Change of times has been matched with changes in social, economic and cultural systems. Ancient civilizations have been replaced with technological and educational empowerment.
Socially, irresponsible behavior has been the cause of teenage pregnancy, spread of sexually transmitted infections (STIs) and dropping out of school (Allerston 25). The long term effects have been increased dependency ratio because the affected are usually unemployed.
It is true that the education systems have failed to incorporate adequate sex education in their programs. Whether to increase sex education or not has been the debate recently. This paper discusses why sex education should be increased in a bid to cub teenage pregnancy.
The rate at which teenagers are becoming curious to explore their sexual life is alarming. The adolescent stage is associated with increased hormonal activity, desire to respond to such imbalances and eventually engage in sexual activities (Measor 71). It is, however, unfortunate in cases where teenagers lack wisdom in regards to the ‘sexual arena’.
The results are usually undesirable; increased number of school drop outs, increased HIV/AIDs infection rates and teenage pregnancies. The need to have sex education increased is therefore important.
Increased sex education is important in schools because teenagers receive guidance and counseling from their teachers. It has been revealed that teenagers are easily affected by their environment. A supportive environment helps in averting situations of unwarranted sexual behavior (Measor 74). The teenagers are able to share their problems comfortably and are advised accordingly. In view of this, sex education is necessary.
Increased sex education is important because it emphasizes on the need to abstain and use of contraceptives. Teenagers become aware of the reality and how best they can live to avert cases of teenage pregnancies. Teenagers who find it difficult to abstain are aware of contraceptive methods such as condom use. In addition, teenagers appreciate the negative health effects of teenage pregnancy. Pre-delivery care is also taught (Allerston 27).
Increased sex education psychologically prepares teenagers for what is to come in future. Teenagers who abstain find it rather easier to handle major issues before getting into marriage. On the other hand, victims of teenage pregnancy are usually faced with mental unpreparedness. Sex education helps in addressing this effect (Measor 75). The teenagers become aware of what might befall them if responsible sexual behavior is not adopted. They also become aware of pregnancy handling, childbirth processes and parenthood.
Increased sex education in schools is important. Statistically, parents have failed to guide their children in sexual matters (Measor 77). Parents ignore this crucial responsibility assuming that teenagers would learn by themselves. The result has been peer-influenced education (Allerston 28).
Teenagers copy some irresponsible behavior from their peers. The ultimate results are drug abuse, teenage pregnancy and/or spread of STIs. It is practical enough to assert that though parents should inculcate responsible sexual behavior, teachers should do it more. The fact that teachers spend most time with the students strategically gives them an edge over the parents (Measor 79). In this view, sex education should be increased in schools.
Sex education is not only important in curbing teenage pregnancy but also helps in preventing and controlling the spread of HIV/AIDS and other STIs such as syphilis and gonorrhea (Allerston 30). It is therefore important to increase sex education in schools to avert cases of teenage pregnancies.
The spread of STIs in pregnancy cases makes the situation worse. The teenagers become aware of the situation that may arise if responsible sexual behavior is not adopted. In this view, increased sexual behavior is necessary.
In conclusion, it is important to note that change of generations is associated with increased levels of curiosity. It is rather unfortunate that most teenagers explore the ‘sexual arena’ with a lot of ignorance. The result has been teenage pregnancy, spread of STIs and increased drop out from school. Increasing sex education in schools is necessary to avert all these effects.
Allerston, Sue. Sex education. Cheltenham: Nelson Thornes, 2001, Pp 24-30.
Measor, Lynda. Young people’s Views on sex education: education, attitudes, and behavior. Routledge, 2000, Pp 70-80.

[Source data]
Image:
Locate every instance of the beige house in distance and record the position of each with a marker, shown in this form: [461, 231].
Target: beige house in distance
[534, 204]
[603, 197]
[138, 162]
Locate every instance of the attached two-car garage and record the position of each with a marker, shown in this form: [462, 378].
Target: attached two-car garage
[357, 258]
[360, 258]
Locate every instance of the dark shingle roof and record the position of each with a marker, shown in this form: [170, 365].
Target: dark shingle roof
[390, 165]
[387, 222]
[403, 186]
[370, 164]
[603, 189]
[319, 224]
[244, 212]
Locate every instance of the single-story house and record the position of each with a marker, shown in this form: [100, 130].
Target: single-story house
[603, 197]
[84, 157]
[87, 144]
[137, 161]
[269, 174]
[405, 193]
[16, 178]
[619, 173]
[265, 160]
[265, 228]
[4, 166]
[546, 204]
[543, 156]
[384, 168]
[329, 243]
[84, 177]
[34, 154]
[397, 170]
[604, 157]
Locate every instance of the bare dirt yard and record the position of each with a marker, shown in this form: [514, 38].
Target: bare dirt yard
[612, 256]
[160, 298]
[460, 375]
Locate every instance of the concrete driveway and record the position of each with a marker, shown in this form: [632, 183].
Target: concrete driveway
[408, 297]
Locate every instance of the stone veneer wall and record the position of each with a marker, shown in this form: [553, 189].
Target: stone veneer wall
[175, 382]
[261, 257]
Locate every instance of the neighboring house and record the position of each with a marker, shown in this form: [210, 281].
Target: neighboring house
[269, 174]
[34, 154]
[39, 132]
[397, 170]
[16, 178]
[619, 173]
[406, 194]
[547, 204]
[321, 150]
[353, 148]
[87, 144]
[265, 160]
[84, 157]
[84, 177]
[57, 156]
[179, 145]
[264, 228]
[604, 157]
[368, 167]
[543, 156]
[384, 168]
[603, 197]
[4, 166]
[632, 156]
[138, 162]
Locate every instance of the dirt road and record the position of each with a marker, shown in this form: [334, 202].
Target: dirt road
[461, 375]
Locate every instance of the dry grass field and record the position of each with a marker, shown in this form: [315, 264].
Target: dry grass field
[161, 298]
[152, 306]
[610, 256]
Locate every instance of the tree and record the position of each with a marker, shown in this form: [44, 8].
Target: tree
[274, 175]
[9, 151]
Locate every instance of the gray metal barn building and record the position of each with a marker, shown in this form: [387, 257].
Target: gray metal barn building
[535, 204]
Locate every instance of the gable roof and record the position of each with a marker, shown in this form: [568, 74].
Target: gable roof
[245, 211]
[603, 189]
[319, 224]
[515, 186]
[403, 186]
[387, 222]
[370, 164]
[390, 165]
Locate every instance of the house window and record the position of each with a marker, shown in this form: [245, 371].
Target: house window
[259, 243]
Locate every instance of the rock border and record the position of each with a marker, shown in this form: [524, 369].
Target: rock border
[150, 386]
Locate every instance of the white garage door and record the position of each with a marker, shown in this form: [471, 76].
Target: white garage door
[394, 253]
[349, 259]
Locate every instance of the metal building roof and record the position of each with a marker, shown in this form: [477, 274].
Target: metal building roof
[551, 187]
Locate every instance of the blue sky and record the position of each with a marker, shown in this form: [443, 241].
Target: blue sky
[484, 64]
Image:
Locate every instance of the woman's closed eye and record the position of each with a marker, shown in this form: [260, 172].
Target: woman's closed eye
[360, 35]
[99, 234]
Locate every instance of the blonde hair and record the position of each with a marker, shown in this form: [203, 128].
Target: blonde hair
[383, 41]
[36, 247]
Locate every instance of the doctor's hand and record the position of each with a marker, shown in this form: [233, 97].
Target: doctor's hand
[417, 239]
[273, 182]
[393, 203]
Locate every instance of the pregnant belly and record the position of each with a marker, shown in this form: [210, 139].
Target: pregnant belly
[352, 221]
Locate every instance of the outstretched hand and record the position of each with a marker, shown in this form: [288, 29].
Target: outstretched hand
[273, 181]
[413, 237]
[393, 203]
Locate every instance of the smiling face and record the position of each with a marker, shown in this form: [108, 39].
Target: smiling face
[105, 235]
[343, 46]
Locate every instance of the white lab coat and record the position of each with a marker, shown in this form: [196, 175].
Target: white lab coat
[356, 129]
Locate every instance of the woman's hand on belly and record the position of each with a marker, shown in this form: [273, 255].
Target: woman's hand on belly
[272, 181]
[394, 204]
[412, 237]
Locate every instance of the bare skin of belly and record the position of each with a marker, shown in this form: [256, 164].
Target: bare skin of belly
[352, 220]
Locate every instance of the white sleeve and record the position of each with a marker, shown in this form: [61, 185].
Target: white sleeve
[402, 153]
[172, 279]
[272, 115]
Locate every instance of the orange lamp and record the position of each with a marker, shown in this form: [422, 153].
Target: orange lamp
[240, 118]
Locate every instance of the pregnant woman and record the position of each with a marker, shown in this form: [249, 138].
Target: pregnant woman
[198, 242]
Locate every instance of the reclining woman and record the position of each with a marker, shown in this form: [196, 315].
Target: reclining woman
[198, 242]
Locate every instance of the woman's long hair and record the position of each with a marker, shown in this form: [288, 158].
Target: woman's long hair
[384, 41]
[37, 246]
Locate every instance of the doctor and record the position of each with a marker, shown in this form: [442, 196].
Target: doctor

[What the task asks]
Give every page number that the in-text citations of Measor in the essay on sex education point to.

[Response]
71, 74, 75, 77, 79